- [ОТРЫВОК]
В Евангелии от Луки есть притча о человеке, которого ограбили, избили до полусмерти и бросили у дороги.

Мимо идут двое, и оба служат при Иерусалимском храме: сначала священник, потом левит — из тех, кто помогает при богослужении. Оба видят лежащего, и оба сворачивают на другую сторону дороги. Останавливается чужак — самаритянин, человек из враждебного народа, от которого помощи ждали меньше всего.

Дальше идёт то, ради чего притча и рассказана. Он перевязывает раны, поливая их маслом и вином. Сажает раненого на своего осла — сам, значит, идёт пешком. Привозит в гостиницу и ухаживает за ним до утра. Уезжая, платит хозяину два динария и обещает возместить перерасход на обратном пути.

Посчитайте, сколько тут кредиторов у его намерения. Раненый, которого он завтра оставит в чужих руках. Хозяин гостиницы, которому обещано возмещение. И обратная дорога, по которой придётся вернуться, — иначе обещание превратится в слова.

Любовь здесь не растворяется во всеобщем пожелании: у неё есть масло, животное, ночь без сна, две монеты и обязанность вернуться. Всё это можно предъявить.

Этот образ ближе моей вере. Бог любит не человечество как итоговую сумму. Человек стоит перед Ним по имени, и в отношениях, которых прежде не было.

- [ЗАДАНИЯ]
1. Воспроизведите дословно кусок отрывка о притче от «Дальше идёт то, ради» до «прежде не было.».
2. Перечислите всё, что, по словам отрывка о притче, есть у любви.
Данные здесь ни при чём.

- [ИСХОДНЫЕ ДАННЫЕ]
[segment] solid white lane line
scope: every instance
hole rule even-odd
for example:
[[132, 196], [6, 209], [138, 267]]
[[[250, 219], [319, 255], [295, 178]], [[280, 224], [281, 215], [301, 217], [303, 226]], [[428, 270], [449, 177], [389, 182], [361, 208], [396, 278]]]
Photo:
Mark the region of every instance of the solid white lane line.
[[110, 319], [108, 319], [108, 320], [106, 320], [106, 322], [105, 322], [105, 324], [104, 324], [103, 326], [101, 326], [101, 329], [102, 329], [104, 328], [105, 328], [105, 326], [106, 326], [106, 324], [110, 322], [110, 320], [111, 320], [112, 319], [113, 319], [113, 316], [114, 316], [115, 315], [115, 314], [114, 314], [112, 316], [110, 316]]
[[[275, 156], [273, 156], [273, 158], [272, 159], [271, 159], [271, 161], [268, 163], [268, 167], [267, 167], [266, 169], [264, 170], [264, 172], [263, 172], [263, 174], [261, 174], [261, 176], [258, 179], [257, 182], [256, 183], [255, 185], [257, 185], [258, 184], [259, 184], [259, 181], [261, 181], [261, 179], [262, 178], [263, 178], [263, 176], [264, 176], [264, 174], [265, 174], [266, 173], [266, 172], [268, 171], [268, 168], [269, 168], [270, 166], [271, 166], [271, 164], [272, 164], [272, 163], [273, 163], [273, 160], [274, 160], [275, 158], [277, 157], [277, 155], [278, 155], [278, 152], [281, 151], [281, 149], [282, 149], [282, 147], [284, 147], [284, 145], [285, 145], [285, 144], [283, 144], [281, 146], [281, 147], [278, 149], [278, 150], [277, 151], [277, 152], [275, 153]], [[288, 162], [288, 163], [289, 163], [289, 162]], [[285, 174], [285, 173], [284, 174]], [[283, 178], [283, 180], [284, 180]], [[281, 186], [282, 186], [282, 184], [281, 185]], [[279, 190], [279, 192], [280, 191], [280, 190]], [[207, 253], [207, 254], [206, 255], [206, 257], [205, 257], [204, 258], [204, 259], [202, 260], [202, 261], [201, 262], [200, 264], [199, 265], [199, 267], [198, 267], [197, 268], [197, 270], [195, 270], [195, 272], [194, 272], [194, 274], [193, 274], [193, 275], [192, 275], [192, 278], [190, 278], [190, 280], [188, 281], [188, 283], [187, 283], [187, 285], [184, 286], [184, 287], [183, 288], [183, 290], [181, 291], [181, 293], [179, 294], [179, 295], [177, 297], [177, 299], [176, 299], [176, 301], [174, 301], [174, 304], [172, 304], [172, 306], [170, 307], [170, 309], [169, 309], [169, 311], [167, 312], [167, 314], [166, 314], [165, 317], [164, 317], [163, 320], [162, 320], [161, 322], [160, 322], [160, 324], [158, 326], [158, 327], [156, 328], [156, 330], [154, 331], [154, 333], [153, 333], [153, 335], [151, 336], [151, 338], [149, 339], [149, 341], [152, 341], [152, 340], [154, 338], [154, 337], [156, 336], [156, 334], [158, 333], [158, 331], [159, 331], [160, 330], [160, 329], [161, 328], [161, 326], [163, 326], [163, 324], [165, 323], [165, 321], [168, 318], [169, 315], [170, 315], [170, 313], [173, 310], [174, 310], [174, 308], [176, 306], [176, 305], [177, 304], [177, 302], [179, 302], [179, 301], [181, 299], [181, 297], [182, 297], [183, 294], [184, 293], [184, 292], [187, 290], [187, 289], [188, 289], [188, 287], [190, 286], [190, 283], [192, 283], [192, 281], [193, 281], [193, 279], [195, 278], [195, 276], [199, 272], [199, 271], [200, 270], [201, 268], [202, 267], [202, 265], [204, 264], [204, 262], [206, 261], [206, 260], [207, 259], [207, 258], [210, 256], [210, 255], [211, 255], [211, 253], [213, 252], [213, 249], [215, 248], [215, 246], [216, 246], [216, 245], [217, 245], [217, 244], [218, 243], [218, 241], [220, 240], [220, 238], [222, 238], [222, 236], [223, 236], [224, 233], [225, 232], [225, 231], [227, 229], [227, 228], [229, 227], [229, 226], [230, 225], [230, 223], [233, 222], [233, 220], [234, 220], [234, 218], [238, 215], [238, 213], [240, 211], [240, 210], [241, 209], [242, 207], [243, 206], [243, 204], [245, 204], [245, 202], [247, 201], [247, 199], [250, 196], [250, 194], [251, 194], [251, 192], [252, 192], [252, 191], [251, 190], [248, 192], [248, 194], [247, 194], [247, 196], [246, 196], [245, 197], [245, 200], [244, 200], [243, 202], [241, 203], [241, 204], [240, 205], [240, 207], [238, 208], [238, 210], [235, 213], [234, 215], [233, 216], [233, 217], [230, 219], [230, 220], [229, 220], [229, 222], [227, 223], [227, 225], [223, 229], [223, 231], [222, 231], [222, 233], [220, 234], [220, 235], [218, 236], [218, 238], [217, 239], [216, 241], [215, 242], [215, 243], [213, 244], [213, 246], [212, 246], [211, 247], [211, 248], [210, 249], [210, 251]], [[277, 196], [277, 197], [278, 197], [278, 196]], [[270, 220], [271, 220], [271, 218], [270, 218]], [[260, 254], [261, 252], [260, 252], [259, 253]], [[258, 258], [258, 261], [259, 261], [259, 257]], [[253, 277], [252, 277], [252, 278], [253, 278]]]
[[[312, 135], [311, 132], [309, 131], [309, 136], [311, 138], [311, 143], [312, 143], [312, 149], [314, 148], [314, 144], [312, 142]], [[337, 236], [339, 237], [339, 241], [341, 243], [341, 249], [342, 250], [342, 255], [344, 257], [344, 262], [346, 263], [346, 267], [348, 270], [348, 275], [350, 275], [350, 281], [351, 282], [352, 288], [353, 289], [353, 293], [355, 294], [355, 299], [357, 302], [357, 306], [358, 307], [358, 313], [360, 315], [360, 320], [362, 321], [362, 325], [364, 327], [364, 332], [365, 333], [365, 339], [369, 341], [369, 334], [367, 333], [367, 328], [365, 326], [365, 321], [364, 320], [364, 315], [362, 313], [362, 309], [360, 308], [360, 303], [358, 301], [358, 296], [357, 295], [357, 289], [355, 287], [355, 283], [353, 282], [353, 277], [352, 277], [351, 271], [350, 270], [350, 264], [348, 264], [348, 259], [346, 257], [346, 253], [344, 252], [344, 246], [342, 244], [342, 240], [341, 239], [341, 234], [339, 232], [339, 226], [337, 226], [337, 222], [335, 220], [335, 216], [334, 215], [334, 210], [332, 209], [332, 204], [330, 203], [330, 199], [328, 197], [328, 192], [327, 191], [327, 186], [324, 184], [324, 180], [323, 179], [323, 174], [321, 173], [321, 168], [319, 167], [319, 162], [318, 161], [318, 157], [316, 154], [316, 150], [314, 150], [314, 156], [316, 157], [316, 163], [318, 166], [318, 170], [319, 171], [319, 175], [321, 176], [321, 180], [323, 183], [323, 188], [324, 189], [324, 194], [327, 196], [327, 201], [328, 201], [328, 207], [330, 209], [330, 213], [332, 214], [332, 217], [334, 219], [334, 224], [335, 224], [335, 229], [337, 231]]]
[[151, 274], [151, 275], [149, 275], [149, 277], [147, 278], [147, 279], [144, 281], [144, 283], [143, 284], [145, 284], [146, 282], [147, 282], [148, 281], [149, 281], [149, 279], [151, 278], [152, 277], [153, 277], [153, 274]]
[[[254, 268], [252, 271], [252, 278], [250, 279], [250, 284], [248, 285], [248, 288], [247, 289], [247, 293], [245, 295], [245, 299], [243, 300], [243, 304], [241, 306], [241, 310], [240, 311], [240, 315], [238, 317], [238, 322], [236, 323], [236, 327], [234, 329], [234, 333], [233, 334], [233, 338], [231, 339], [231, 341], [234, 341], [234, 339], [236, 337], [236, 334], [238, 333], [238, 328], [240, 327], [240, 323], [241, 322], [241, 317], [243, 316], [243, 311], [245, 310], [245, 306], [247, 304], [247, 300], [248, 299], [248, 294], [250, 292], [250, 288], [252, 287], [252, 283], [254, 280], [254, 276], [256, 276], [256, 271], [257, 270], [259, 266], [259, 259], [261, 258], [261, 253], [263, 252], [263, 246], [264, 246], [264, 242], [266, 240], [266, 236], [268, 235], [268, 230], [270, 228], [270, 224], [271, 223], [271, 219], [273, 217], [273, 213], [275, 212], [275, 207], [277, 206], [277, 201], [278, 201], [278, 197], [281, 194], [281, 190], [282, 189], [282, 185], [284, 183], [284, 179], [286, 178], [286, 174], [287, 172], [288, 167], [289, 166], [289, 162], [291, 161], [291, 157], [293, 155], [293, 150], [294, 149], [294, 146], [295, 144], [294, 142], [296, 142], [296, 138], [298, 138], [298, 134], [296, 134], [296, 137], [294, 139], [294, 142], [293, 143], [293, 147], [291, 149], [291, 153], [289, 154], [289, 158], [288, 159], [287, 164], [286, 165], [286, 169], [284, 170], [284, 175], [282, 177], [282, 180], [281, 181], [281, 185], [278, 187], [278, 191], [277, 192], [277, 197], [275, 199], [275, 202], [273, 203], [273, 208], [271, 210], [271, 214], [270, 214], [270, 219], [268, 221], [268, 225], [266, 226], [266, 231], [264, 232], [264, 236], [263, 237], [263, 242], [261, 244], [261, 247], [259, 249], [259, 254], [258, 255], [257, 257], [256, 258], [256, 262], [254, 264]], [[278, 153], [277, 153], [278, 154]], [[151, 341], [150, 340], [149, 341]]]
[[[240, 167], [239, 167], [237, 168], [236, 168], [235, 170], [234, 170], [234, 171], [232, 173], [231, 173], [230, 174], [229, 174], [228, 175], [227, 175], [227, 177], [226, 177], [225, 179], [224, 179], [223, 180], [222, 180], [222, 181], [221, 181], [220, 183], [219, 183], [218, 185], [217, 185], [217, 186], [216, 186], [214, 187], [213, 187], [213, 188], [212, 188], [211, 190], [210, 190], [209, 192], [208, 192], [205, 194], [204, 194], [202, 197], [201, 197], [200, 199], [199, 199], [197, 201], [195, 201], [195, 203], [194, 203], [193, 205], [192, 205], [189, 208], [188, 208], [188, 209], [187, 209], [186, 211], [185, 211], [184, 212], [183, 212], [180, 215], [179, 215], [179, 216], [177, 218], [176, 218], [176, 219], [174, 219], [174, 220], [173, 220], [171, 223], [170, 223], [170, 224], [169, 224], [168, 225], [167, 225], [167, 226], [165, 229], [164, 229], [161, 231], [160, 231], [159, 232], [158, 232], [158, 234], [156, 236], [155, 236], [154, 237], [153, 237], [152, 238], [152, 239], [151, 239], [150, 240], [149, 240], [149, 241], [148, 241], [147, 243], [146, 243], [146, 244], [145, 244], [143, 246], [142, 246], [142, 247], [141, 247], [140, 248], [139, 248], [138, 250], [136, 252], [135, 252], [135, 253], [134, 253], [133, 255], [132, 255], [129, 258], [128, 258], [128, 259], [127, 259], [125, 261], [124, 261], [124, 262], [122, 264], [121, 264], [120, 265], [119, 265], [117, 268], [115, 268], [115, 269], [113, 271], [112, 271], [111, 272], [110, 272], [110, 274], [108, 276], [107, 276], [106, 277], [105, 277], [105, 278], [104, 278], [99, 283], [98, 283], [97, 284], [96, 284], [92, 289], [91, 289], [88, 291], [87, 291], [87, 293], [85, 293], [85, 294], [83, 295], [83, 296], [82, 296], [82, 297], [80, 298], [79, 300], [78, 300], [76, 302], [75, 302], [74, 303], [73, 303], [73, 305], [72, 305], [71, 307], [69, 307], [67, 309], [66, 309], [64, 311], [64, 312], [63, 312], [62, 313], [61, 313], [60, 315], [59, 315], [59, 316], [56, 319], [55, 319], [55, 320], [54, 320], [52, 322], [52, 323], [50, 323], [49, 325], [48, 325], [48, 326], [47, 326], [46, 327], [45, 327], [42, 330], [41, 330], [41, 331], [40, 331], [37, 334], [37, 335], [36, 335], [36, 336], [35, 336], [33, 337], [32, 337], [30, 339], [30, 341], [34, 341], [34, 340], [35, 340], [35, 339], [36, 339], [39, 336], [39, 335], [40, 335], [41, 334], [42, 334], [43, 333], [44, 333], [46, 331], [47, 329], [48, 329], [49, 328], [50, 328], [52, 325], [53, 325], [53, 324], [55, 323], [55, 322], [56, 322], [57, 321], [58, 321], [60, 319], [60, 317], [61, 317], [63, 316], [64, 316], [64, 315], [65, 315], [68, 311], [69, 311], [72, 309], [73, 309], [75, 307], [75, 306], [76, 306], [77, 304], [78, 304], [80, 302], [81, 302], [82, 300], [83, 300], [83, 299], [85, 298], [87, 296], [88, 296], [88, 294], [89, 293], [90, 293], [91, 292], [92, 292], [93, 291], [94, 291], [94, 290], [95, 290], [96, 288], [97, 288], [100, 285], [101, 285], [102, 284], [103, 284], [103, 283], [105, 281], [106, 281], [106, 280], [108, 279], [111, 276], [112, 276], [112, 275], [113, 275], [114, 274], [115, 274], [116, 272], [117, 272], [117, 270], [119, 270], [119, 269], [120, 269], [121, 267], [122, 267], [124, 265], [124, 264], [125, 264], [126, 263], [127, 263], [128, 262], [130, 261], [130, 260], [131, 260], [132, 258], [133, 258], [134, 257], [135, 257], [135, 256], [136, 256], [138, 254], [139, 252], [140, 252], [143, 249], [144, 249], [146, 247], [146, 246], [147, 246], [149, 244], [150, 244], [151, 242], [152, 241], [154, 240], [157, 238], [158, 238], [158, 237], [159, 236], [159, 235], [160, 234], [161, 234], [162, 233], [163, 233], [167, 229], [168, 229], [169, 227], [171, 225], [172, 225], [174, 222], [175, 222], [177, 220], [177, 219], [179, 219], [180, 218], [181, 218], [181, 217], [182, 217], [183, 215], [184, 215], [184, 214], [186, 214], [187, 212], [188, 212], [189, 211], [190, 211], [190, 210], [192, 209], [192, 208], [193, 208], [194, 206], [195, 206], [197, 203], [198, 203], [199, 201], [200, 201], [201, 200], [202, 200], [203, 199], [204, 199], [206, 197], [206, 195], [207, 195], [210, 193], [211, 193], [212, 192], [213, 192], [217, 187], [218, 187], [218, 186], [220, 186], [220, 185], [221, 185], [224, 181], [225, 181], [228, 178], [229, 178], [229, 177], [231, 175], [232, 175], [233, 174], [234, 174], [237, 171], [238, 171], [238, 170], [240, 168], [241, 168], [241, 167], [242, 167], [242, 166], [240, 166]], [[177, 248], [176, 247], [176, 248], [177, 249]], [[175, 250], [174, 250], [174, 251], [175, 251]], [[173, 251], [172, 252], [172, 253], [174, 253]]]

--

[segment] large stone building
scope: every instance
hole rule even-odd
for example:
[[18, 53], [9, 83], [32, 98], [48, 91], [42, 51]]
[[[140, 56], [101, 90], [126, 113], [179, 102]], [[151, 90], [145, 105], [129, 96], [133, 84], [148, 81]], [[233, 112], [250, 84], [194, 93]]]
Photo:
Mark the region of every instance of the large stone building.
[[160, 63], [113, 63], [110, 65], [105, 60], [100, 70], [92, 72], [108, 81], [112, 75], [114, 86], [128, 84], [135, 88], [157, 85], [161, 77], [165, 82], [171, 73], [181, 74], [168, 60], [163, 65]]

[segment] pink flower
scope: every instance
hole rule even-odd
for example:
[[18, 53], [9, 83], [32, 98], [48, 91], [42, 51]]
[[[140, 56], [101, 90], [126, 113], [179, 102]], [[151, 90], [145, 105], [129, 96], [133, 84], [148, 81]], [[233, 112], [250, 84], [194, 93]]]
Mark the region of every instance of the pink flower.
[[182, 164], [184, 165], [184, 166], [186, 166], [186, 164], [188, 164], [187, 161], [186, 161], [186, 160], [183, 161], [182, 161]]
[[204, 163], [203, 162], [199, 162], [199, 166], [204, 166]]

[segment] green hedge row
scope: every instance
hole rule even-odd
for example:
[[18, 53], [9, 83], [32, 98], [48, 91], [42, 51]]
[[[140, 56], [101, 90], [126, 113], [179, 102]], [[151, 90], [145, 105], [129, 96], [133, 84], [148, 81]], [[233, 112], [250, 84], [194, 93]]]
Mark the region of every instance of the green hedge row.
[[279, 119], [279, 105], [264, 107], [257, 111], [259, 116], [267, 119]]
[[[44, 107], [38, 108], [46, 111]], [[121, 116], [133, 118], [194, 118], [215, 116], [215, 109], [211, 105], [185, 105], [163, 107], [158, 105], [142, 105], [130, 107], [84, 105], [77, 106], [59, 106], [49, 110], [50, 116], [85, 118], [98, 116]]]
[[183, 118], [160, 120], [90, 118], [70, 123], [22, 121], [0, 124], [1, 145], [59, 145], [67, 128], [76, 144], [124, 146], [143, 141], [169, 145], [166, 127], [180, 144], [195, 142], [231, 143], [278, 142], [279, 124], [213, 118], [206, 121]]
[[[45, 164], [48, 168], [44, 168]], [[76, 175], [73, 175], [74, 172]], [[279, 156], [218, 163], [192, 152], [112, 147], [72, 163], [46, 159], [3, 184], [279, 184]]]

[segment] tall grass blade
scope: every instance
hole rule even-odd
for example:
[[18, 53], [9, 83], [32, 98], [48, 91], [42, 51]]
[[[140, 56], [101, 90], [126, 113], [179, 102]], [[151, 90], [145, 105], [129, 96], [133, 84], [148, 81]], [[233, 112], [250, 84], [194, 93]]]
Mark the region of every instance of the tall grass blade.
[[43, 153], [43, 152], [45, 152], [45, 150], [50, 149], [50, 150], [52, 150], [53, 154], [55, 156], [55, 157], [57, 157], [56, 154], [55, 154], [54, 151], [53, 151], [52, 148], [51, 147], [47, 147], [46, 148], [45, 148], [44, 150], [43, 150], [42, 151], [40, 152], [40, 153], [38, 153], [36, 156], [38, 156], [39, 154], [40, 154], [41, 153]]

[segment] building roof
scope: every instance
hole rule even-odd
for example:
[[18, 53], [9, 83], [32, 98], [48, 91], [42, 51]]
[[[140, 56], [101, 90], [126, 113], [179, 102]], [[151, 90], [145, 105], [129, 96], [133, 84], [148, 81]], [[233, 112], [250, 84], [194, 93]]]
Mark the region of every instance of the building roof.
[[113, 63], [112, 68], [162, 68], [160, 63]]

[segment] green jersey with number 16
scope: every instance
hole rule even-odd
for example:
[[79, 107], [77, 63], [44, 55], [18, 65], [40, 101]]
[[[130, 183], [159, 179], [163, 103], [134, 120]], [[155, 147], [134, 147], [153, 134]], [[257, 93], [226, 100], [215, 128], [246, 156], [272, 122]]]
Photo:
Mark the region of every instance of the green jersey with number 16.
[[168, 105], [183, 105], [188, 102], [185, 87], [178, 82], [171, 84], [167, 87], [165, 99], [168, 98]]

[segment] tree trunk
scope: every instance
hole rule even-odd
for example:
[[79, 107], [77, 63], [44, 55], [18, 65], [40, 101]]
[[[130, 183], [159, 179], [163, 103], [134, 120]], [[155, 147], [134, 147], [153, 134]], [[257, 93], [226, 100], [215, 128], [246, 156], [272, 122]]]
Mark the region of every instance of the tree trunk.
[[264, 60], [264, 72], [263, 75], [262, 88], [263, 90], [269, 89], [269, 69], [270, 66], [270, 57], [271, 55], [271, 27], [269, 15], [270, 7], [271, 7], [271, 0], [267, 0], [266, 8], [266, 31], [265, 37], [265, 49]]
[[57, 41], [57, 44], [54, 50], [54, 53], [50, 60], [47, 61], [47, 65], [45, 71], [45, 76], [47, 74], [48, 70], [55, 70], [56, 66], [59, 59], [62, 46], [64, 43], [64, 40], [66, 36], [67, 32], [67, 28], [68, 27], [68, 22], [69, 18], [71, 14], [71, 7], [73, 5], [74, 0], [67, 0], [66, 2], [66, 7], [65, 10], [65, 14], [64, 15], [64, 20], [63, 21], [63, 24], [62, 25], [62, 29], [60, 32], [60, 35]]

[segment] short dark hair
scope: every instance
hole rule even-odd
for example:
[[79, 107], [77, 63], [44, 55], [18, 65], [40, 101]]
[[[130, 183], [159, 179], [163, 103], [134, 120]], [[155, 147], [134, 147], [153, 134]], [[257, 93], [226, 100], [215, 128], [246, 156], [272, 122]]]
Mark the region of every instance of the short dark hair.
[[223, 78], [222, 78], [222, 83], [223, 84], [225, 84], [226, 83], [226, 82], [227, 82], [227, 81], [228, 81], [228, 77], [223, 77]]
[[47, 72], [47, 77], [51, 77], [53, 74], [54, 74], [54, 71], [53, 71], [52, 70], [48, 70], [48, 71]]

- [ОТВЕТЫ К ЗАДАНИЯМ]
1.
Дальше идёт то, ради чего притча и рассказана. Он перевязывает раны, поливая их маслом и вином. Сажает раненого на своего осла — сам, значит, идёт пешком. Привозит в гостиницу и ухаживает за ним до утра. Уезжая, платит хозяину два динария и обещает возместить перерасход на обратном пути.

Посчитайте, сколько тут кредиторов у его намерения. Раненый, которого он завтра оставит в чужих руках. Хозяин гостиницы, которому обещано возмещение. И обратная дорога, по которой придётся вернуться, — иначе обещание превратится в слова.

Любовь здесь не растворяется во всеобщем пожелании: у неё есть масло, животное, ночь без сна, две монеты и обязанность вернуться. Всё это можно предъявить.

Этот образ ближе моей вере. Бог любит не человечество как итоговую сумму. Человек стоит перед Ним по имени, и в отношениях, которых прежде не было.

2. Масло, животное, ночь без сна, две монеты и обязанность вернуться.